Begin Records for the exercise

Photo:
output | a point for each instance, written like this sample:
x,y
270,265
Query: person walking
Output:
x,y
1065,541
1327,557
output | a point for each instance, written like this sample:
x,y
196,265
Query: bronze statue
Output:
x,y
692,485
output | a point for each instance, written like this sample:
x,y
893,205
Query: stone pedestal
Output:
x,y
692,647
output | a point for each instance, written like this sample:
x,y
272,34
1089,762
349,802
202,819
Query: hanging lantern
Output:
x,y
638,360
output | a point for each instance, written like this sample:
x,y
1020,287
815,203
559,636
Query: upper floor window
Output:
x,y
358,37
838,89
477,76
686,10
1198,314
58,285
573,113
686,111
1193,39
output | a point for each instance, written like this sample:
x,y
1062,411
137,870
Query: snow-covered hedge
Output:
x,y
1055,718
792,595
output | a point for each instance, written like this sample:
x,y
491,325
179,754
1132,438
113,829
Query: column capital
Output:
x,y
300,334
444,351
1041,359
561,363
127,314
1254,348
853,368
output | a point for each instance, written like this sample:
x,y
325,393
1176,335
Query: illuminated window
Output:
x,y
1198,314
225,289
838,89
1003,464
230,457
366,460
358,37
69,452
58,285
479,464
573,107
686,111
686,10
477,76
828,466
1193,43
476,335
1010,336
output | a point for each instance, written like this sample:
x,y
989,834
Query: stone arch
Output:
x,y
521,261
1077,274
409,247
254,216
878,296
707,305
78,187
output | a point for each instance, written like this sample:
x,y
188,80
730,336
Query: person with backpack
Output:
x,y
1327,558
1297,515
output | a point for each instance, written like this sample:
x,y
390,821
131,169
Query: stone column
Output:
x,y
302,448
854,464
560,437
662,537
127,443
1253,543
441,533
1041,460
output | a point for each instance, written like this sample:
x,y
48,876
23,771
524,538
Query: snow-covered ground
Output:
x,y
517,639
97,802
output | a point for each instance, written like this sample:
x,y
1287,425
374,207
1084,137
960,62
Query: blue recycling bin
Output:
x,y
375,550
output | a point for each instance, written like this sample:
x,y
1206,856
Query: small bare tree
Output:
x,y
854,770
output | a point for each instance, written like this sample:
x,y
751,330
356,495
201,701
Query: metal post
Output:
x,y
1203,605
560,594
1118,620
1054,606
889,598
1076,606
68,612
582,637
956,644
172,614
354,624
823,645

End Records for the exercise

**Direction**
All entries must be repeated verbatim.

**Right answer**
Photo:
output | a point for each instance, written like this sample:
x,y
270,265
Query: person walking
Output:
x,y
1065,541
1327,557
output | a point for each instance, written like this sample:
x,y
196,265
Query: bronze statue
Output:
x,y
692,485
output | a point for each instance, written like this sample:
x,y
893,205
Query: stone pedestal
Output:
x,y
692,647
output | a point for each instance, written like this sample:
x,y
272,34
1089,762
349,802
202,819
Query: hanging lantern
Output:
x,y
638,360
output | a point for each instance, written like this sample:
x,y
1020,287
815,203
559,636
Query: upper floor window
Output:
x,y
358,37
838,89
477,76
686,10
1198,314
58,285
573,113
686,111
1193,39
output | a point for each instance, written like this sample:
x,y
1062,411
137,870
Query: snow-covered hedge
Output:
x,y
1055,718
792,595
output | a point for each instance, written like this sample:
x,y
491,325
179,754
1132,438
113,829
Query: column capital
Output:
x,y
300,334
444,351
1041,359
561,363
127,314
1254,348
853,368
output | a point for each instance, written like this sample:
x,y
325,393
1176,335
Query: illuminated window
Output:
x,y
1198,314
225,289
838,89
1003,464
230,457
366,460
358,37
69,452
58,285
479,464
573,107
686,111
686,10
477,76
828,466
1193,43
476,335
1010,336
output | a point for each instance, written like this sample:
x,y
989,834
Query: stone arch
Output:
x,y
521,261
1077,274
409,247
254,216
878,296
707,305
78,187
output | a point for each instance, written like this sample:
x,y
188,80
730,336
Query: person with backpack
Output:
x,y
1327,558
1297,515
output | a point for each instance, written like this sample:
x,y
390,821
131,169
Query: stone column
Output:
x,y
302,448
854,464
560,437
662,537
127,443
1253,543
441,533
1041,460
output | a point for each instance, written like this sample:
x,y
48,876
23,771
524,538
Query: snow-covered ground
Output:
x,y
517,639
97,802
output | a point for each instance, written like this sample:
x,y
1287,425
374,207
1084,137
960,62
Query: blue recycling bin
Output:
x,y
375,550
output | a point for each instance, written like this sample:
x,y
1206,856
Query: small bare tree
Output:
x,y
854,770
output | a point for each instance, written like this sample:
x,y
751,330
356,495
201,701
Query: metal post
Output:
x,y
1203,605
560,594
1118,620
1054,606
889,598
1076,606
68,612
582,637
956,644
172,614
354,624
823,645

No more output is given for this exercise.